[Short exercise] Skip all pictures, then print the remaining material exactly.
◇ ◇ ◇ ◇ ◇ ◇ ◇
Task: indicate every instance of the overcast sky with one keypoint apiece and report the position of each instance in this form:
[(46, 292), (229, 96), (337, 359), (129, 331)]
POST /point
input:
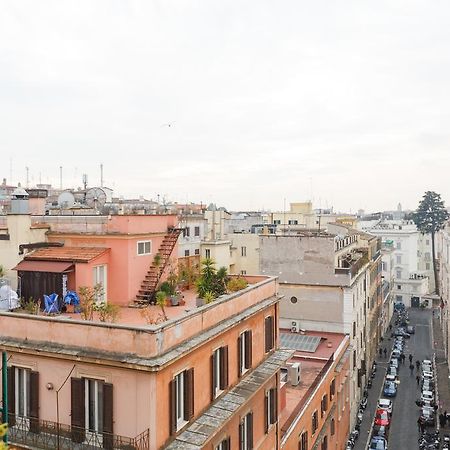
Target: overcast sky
[(345, 102)]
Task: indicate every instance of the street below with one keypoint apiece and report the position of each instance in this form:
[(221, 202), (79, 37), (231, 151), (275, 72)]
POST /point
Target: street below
[(403, 430)]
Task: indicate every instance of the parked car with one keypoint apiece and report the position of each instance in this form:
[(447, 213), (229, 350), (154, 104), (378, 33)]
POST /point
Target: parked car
[(392, 378), (427, 375), (385, 403), (428, 416), (428, 385), (382, 418), (378, 443), (427, 396), (394, 362), (380, 430), (392, 371), (390, 389)]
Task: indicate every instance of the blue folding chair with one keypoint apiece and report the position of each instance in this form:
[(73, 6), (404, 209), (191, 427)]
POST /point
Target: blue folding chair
[(51, 304)]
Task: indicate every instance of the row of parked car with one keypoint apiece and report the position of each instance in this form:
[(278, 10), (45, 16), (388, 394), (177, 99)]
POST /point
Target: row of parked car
[(383, 414)]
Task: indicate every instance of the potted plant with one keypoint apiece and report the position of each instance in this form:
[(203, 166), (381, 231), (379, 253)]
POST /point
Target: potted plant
[(161, 298)]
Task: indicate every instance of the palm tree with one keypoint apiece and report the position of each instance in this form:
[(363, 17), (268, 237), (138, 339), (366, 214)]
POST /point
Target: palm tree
[(161, 298)]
◇ ◇ ◇ ◇ ◇ ◇ ◇
[Answer for this exercise]
Task: indicate every instance of the overcast sky with one keypoint apiece and report the position of each instance in this form:
[(46, 292), (229, 96), (337, 359), (129, 331)]
POST /point
input:
Target: overcast sky
[(345, 102)]
Task: indicate every instance of the street below with one keypoint apiece and report the position of each instance in this form:
[(221, 202), (79, 37), (231, 151), (275, 72)]
POST /point
Target: street below
[(403, 430)]
Task: indicate every instance of the parked car with one keypoint apiece and report the position of each instance in this form:
[(447, 213), (229, 350), (154, 104), (378, 33)]
POST /point
Target: parked car
[(392, 378), (427, 375), (385, 403), (428, 416), (428, 385), (382, 418), (378, 443), (427, 396), (394, 362), (380, 430), (392, 371), (390, 389)]
Task: indicate every instance of the blue folding chair with one keypoint apiece and report the position of each instance in this form:
[(73, 6), (404, 209), (191, 427)]
POST /point
Target: blue folding chair
[(51, 304)]
Task: indicate every instance of the row of parked car with one keypoint apiece and report the position of each instance in this form:
[(278, 10), (45, 16), (388, 394), (177, 99)]
POST /point
Target: row of parked car
[(383, 414)]
Task: indicate every instance of the potted plant with one keypoint apiece and report the position of each instance in this form:
[(203, 166), (381, 231), (379, 253)]
POST /point
Target: potted plant
[(161, 298)]
Task: indicate every instance of the palm tree with one keypoint apiece and report the position of each instance in this form:
[(363, 17), (268, 237), (138, 339), (366, 214)]
POST /point
Target: palm tree
[(161, 298)]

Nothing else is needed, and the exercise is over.